**Data:**
· · · ·

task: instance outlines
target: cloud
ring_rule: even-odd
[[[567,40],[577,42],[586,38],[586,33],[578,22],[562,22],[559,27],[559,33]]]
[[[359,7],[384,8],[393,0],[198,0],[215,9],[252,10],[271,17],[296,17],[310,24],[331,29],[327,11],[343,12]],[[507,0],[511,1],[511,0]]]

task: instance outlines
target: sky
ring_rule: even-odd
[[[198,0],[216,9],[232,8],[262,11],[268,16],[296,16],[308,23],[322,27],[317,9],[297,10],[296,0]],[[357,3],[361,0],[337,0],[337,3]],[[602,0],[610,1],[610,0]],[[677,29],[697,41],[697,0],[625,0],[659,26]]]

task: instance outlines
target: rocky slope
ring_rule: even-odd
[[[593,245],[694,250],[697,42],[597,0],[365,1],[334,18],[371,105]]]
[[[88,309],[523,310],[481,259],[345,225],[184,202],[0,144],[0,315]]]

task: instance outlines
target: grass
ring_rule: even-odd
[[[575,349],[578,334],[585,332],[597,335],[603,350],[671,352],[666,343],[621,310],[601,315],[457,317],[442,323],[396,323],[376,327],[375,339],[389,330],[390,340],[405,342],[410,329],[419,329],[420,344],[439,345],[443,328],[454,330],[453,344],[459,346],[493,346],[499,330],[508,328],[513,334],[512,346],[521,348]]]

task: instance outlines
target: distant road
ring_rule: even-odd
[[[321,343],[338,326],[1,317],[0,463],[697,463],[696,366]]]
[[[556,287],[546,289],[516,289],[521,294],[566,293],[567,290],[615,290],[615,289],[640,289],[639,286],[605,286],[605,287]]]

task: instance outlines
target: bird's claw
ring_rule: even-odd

· · · ·

**Exercise directions:**
Return every line of the records above unchanged, from the first line to the last.

**Result for this exercise:**
task: instance outlines
target: cloud
ring_rule: even-odd
[[[567,40],[577,42],[586,38],[586,33],[578,22],[562,22],[559,27],[559,33]]]
[[[359,7],[384,8],[393,0],[198,0],[215,9],[252,10],[271,17],[296,17],[310,24],[331,29],[327,11],[343,12]],[[507,0],[511,1],[511,0]]]

task: instance outlines
target: sky
ring_rule: even-odd
[[[198,0],[216,9],[232,8],[262,11],[268,16],[296,16],[308,23],[322,27],[317,9],[297,10],[296,0]],[[357,3],[361,0],[337,0],[337,3]],[[602,0],[610,1],[610,0]],[[677,29],[697,41],[697,0],[625,0],[659,26]]]

task: instance outlines
target: rocky slope
ring_rule: even-odd
[[[593,245],[694,250],[697,42],[597,0],[365,1],[334,18],[371,105]]]
[[[88,309],[523,310],[481,259],[345,225],[184,202],[0,144],[0,315]]]

task: instance outlines
target: grass
ring_rule: even-odd
[[[575,349],[578,334],[585,332],[597,335],[603,350],[671,352],[666,343],[621,310],[601,315],[457,317],[442,323],[396,323],[376,327],[375,339],[389,330],[390,340],[405,342],[410,329],[419,329],[420,344],[439,345],[443,328],[454,330],[453,344],[459,346],[493,346],[499,330],[508,328],[513,334],[512,346],[521,348]]]

task: instance outlines
target: distant road
ring_rule: even-odd
[[[321,343],[338,326],[1,317],[0,463],[697,463],[696,366]]]
[[[556,287],[546,289],[516,289],[521,294],[566,293],[567,290],[615,290],[615,289],[640,289],[639,286],[605,286],[605,287]]]

task: instance outlines
target: bird's claw
ring_rule: even-odd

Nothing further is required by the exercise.